提示テキスト –
_ _ _

続 夏目友人帳 第13話「人と妖」

 第3期はなさそうな雰囲気だったな。
 夏目は名取に人か妖かを選べと言われていたが、正直カイは妖ではないよな。最終的に寂しがり屋の神様なんて立場が与えられていたケド、別にそういう意味付けは無くても通用する話だし。で、前期良く見られたような、妖は弱者のメタファーか?と言われると、それもちょっと違うような気はする。まぁ妖力が強いからより人間そっくりに化けられるってことだったが、妖怪の要素が極力少なく、人間の要素が強いって事だから、よくよく考えるとそれって人間と等価*1でね?ということになる。
 で、夏目に訪れるのが試練である。名取に「カイは人間ではない」と聞いて、夏目が彼を排除される・もしくは対立すべき存在と見なすのかということだ。もちろん、夏目がそれをするはずが無い。で、実は隠されている試練がもう一つあって、それはカイを保護されるべき対象として「見下す」かどうかである。で、それはすぐには明かされない。夏目がカイの頭を撫でる場面がある*2が、そこで厳しいニャンコ先生の疑惑の目が描かれている。

_ _ _

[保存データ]
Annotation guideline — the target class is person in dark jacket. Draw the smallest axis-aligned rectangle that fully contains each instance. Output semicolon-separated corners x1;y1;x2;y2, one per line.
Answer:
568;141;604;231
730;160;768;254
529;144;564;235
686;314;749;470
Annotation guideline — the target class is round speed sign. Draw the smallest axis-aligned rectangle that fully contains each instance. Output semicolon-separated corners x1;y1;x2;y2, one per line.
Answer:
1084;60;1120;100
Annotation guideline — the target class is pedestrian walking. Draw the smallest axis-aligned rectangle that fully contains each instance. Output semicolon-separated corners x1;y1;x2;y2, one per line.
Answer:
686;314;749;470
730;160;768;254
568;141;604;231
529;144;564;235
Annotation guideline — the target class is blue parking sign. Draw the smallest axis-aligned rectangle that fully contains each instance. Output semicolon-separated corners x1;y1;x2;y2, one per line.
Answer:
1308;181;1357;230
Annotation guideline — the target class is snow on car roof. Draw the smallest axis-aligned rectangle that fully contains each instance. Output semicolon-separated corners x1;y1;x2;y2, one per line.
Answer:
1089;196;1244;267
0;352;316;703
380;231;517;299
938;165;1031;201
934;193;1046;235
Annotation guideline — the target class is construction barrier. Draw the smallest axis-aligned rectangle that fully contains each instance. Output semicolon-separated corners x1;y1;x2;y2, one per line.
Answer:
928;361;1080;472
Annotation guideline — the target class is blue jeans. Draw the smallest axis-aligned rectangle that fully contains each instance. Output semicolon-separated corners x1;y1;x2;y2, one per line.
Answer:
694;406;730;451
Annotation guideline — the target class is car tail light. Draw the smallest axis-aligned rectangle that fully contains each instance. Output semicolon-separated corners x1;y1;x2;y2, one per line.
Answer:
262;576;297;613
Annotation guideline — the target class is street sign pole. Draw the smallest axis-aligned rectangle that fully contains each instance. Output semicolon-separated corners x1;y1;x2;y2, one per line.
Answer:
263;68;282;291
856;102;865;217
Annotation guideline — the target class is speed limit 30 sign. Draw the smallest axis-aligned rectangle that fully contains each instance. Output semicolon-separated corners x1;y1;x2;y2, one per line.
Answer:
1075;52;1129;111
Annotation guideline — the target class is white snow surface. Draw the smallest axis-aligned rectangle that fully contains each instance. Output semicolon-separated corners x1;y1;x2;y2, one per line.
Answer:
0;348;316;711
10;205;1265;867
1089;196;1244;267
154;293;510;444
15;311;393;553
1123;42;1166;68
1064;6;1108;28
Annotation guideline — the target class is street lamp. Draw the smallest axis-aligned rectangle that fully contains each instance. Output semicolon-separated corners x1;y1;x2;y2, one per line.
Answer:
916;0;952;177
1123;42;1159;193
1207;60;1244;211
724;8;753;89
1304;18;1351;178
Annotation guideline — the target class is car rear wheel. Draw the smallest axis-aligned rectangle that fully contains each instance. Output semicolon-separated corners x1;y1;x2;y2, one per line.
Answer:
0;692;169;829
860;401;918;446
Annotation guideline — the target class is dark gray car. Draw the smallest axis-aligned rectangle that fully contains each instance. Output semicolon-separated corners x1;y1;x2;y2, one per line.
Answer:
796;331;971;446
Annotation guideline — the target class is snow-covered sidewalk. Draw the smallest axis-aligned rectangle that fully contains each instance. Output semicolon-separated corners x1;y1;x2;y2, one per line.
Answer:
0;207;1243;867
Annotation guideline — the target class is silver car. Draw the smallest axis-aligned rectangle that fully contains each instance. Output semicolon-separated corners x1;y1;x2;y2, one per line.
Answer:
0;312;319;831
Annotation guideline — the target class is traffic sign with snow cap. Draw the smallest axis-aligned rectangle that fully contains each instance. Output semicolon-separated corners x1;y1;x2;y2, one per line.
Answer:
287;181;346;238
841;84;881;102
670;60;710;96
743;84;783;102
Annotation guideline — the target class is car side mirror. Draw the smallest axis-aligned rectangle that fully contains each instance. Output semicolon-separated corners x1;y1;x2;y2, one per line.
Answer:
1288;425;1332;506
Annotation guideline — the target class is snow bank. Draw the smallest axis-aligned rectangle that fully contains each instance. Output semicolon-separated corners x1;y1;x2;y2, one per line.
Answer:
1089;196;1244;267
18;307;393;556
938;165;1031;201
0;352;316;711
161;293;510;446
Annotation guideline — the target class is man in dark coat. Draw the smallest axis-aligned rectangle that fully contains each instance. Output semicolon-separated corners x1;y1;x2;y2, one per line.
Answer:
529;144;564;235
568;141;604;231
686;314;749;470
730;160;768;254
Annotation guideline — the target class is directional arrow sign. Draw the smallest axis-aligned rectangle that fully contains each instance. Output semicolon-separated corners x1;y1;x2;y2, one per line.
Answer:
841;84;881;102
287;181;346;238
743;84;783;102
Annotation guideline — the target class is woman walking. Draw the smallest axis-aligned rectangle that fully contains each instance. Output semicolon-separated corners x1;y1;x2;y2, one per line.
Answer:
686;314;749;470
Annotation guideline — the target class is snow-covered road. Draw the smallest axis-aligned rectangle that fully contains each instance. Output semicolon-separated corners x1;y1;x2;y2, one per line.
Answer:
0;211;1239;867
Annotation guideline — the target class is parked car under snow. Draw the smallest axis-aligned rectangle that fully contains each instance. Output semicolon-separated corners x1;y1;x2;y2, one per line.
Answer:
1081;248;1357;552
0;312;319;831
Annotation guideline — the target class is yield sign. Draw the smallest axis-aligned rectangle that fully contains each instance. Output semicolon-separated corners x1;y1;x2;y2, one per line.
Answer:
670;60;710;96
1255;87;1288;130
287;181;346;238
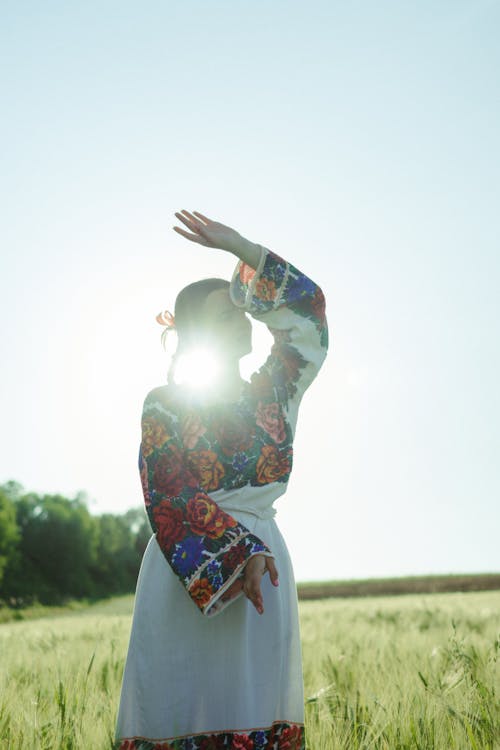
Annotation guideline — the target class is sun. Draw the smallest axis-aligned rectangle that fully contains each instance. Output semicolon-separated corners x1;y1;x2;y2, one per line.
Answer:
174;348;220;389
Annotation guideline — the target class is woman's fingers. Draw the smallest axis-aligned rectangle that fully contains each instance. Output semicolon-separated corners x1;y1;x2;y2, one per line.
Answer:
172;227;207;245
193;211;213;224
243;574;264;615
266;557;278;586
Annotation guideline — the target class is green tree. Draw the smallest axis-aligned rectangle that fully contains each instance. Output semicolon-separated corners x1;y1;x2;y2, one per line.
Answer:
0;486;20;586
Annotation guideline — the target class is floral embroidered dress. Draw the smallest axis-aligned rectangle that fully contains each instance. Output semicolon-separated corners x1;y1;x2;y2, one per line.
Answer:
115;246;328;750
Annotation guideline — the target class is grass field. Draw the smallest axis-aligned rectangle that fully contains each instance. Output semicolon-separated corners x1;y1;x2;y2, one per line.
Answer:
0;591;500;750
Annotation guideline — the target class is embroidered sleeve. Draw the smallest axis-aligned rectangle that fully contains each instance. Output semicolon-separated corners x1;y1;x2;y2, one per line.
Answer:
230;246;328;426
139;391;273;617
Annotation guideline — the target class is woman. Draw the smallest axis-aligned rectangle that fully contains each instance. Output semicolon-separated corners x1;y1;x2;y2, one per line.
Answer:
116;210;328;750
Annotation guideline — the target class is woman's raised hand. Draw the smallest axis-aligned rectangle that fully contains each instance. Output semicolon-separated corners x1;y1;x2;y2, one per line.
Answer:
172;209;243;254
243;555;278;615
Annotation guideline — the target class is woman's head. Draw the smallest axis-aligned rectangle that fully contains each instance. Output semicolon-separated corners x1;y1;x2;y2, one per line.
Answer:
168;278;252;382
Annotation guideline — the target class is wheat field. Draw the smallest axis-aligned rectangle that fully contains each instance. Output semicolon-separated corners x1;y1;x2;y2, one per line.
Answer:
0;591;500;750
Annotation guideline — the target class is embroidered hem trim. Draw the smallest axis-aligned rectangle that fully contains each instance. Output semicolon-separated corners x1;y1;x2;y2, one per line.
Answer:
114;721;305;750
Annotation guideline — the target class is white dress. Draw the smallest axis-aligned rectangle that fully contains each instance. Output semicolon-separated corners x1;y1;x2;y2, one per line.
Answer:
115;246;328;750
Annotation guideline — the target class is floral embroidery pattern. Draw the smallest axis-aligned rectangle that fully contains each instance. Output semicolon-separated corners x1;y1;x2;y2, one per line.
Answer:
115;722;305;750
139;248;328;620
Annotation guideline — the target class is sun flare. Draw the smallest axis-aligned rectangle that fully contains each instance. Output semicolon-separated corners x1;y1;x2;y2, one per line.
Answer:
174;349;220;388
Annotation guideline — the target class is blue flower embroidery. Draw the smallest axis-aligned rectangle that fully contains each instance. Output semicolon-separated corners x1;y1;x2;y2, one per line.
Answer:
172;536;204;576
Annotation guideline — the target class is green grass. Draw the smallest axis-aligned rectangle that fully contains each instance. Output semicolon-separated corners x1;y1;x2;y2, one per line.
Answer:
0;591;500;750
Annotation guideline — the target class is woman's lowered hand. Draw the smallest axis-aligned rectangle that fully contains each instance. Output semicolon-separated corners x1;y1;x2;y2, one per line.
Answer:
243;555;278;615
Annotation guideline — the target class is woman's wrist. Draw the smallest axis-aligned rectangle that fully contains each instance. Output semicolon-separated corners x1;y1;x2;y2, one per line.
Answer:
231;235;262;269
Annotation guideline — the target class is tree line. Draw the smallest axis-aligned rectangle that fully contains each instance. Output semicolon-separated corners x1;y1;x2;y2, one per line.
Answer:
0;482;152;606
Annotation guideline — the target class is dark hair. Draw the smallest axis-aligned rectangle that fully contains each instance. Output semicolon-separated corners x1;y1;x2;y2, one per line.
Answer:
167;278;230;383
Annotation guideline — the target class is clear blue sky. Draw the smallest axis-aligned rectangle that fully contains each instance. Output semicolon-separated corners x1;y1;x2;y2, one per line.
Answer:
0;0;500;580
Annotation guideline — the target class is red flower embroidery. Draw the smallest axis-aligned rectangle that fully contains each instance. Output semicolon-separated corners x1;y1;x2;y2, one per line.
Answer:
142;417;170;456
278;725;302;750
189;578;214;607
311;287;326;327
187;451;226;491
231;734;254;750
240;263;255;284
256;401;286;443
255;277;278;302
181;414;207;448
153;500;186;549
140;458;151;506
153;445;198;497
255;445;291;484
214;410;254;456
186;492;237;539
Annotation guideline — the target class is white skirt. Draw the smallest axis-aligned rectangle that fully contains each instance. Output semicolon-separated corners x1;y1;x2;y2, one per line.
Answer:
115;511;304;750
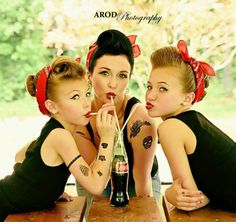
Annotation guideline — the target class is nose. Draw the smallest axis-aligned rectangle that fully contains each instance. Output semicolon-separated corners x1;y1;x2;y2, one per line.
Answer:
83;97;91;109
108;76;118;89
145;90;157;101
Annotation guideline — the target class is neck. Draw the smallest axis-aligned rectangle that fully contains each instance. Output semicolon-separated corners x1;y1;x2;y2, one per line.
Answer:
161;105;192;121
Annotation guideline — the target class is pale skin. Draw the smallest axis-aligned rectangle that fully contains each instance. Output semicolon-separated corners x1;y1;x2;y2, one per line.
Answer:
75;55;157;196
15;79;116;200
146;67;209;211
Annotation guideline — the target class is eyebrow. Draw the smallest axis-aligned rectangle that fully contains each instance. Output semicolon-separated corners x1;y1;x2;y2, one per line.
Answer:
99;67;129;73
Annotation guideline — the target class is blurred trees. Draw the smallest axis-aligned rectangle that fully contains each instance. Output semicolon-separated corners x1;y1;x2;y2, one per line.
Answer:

_ _ _

小課題 A – 第13話の感想文のうち「で、夏目に訪れるのが試練である」で始まる段落を、主な内容を保ったまま箇条書きで短くまとめてください。
小課題 B – 記録の中から、「wheat」という語を含む行をすべて示してください。
感想文と記録は互いに関係がありません。

正解 A –
- 名取から「カイは人間ではない」と聞いた夏目が、カイを排除されるべき、あるいは対立すべき存在と見なすかという試練が訪れるが、夏目がそうするはずはない。
- もう一つ隠された試練があり、カイを保護されるべき対象として「見下す」かどうかが問われるが、それはすぐには明かされない。
- 夏目がカイの頭を撫でる場面では、ニャンコ先生の厳しい疑惑の目が描かれている。

正解 B –
Annotation guideline — the target class is wheat field. Draw the smallest axis-aligned rectangle that fully contains each instance. Output semicolon-separated corners x1;y1;x2;y2, one per line.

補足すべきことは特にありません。